**Your goal:** Report how many of the lines below contain the string "rock". Give only the number.

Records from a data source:

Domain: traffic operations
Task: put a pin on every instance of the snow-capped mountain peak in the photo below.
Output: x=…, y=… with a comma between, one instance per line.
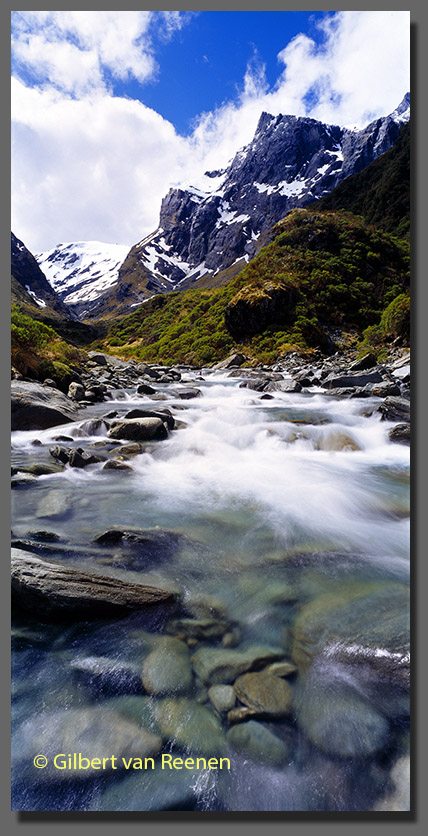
x=82, y=271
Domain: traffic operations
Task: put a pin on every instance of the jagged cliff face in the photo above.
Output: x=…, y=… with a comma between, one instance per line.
x=205, y=237
x=291, y=162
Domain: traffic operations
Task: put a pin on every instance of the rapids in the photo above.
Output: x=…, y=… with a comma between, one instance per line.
x=281, y=500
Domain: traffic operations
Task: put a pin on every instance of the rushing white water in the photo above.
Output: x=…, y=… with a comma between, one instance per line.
x=281, y=498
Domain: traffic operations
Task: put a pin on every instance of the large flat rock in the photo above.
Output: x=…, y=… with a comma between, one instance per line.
x=37, y=407
x=54, y=589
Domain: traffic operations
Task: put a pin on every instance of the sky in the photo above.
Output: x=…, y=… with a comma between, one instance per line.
x=111, y=109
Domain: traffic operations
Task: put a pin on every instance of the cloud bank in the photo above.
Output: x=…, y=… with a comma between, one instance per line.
x=91, y=165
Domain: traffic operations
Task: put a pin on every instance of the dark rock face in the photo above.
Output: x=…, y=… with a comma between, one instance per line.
x=395, y=409
x=64, y=591
x=28, y=274
x=291, y=161
x=37, y=407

**Complete output:** 2